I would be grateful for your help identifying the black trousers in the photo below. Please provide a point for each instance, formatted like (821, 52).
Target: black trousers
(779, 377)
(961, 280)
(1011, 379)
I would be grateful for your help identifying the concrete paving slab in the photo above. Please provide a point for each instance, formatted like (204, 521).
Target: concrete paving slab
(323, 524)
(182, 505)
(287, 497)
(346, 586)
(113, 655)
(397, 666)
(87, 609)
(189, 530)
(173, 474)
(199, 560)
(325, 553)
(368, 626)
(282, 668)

● ● ●

* [Activity] Go to the line holding "I would be grateful for your help identifying the concrete" in the entries above and return it, along with every line after it, exactly as written.

* [Answer section]
I would be grateful for your help identifying the concrete paving slab in the photo above. Please provide a point for each instance, formatted like (204, 521).
Target: concrete paving slab
(323, 524)
(182, 505)
(287, 497)
(346, 586)
(113, 655)
(397, 666)
(87, 609)
(189, 530)
(173, 474)
(199, 560)
(325, 553)
(368, 626)
(282, 668)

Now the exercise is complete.